Database made easy

Database Relationships

In most cases Super Graph will discover and learn the relationship graph within your database automatically. It does this using Foreign Key relationships that you have defined in your database schema.

The below configs are only needed in special cases such as when you don't use foreign keys or when you want to create a relationship between two tables where a foreign key is not defined or cannot be defined.

For example in the sample below a relationship is defined between the tags column on the posts table with the slug column on the tags table. This cannot be defined as using foreign keys since the tags column is of type array text[] and Postgres for one does not allow foreign keys with array columns.

tables:
- name: posts
columns:
- name: tags
related_to: tags.slug

Polymorphic Relationships

Normally two tables are connected together by creating a foreign key on one of the tables. But what if you wanted one table to connect to a union of tables? This is an association that frameworks like Ruby-on-Rails made popular https://guides.rubyonrails.org/association_basics.html#polymorphic-associations. Your database cannot help you here as foreign keys are only between two fixed tables.

One use case for this can be in a notifications table where you want to link each row to the table the notification is about. For example a notification about a comment to a comment table or a notification about a like to the table for the blog post, etc.

To make the type of a relationaship queryable you'll have to add a virtual table to the table config like below. This will automatically add a polymorphic relationship on any table in your database that has the columns subject_type and subject_id where the former holds the name of the related table and the latter its id.

Example notifications table

create table notifications (
id bigint,
for_user_id bigint references users,
key text,
subject_type text,
subject_id bigint
)
————————
**Tasks and exercises:**
[A] Return the passage of the database relationships text from "Database Relationships" up to and including "cannot be defined.", word for word.
[B] Answer these questions on the database relationships text:
(i) What does Super Graph use to discover the relationship graph automatically?
(ii) What type is the tags column on the posts table?
(iii) Which two columns must a table have to get a polymorphic relationship automatically?
[C] Summarize the database relationships text in two sentences.
The items after this point are separate material and are not part of the database relationships text.

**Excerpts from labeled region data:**
————————
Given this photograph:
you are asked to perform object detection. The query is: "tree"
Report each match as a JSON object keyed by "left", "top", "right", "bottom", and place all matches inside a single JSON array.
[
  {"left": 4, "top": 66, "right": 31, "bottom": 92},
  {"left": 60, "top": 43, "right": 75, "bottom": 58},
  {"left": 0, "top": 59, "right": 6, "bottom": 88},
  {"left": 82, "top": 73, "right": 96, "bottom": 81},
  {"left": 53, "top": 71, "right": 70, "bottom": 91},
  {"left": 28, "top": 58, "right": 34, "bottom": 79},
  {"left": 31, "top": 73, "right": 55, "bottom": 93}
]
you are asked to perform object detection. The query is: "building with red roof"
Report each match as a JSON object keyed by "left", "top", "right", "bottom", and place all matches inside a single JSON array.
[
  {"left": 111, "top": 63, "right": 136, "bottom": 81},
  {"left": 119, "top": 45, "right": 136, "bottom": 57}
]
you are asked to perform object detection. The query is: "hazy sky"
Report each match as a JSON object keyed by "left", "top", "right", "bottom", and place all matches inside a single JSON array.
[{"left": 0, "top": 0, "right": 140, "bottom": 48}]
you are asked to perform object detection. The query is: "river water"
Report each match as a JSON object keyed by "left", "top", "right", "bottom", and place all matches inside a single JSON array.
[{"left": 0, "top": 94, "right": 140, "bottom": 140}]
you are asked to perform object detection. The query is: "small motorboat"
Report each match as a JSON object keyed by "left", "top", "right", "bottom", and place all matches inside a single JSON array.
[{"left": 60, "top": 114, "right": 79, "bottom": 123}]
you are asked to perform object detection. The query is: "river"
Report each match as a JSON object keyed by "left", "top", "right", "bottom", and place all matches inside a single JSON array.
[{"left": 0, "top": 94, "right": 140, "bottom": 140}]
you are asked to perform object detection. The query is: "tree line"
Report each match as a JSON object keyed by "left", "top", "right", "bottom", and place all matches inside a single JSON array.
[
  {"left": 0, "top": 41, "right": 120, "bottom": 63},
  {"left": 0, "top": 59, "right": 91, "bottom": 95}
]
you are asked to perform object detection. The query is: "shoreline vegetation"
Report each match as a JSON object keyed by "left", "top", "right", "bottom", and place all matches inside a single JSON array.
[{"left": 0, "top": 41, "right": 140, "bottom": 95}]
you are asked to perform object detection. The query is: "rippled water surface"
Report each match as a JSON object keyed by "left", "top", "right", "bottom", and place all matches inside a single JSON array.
————————
**Answers for this exercise:**
[A]
Database Relationships

In most cases Super Graph will discover and learn the relationship graph within your database automatically. It does this using Foreign Key relationships that you have defined in your database schema.

The below configs are only needed in special cases such as when you don't use foreign keys or when you want to create a relationship between two tables where a foreign key is not defined or cannot be defined.

[B]
(i) The Foreign Key relationships defined in the database schema.
(ii) An array type, text[].
(iii) subject_type and subject_id.

[C] Super Graph usually learns a database's relationships on its own from the foreign keys in the schema, and extra config is needed only when foreign keys aren't used or can't be defined, such as linking the array column tags on posts to the slug column on tags. For polymorphic relationships, where one table connects to a union of tables as in a notifications table, you add a virtual table to the table config, which adds the relationship to any table with subject_type and subject_id columns.